I have one theory. We have this skeleton:

ssize_t splice_from_pipe(struct pipe_inode_info *pipe, struct file *out,
                         loff_t *ppos, size_t len, unsigned int flags,
                         splice_actor *actor)
{
...
        inode_double_lock(inode, pipe->inode);
        ret = __splice_from_pipe(pipe, &sd, actor);
        inode_double_unlock(inode, pipe->inode);
...
}

ssize_t __splice_from_pipe(struct pipe_inode_info *pipe, struct splice_desc *sd,
                           splice_actor *actor)
{
...
                pipe_wait(pipe);
...
}

void pipe_wait(struct pipe_inode_info *pipe)
{
        if (pipe->inode)
                mutex_unlock(&pipe->inode->i_mutex);
...
        if (pipe->inode)

* Provided data *
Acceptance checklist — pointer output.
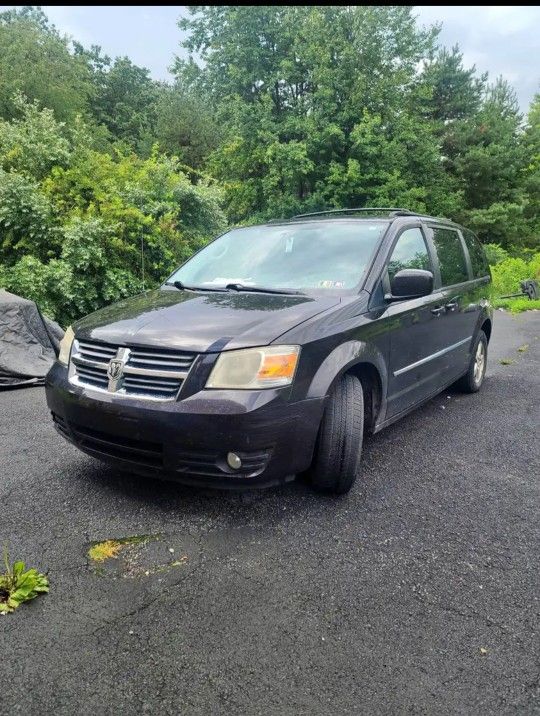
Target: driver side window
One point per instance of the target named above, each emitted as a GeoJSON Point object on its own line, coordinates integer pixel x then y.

* Stated exercise *
Please return the part of the splice_from_pipe text from "ssize_t __splice_from_pipe(struct pipe_inode_info" up to and including "pipe_wait(struct pipe_inode_info *pipe)", copied word for word.

* The solution *
ssize_t __splice_from_pipe(struct pipe_inode_info *pipe, struct splice_desc *sd,
                           splice_actor *actor)
{
...
                pipe_wait(pipe);
...
}

void pipe_wait(struct pipe_inode_info *pipe)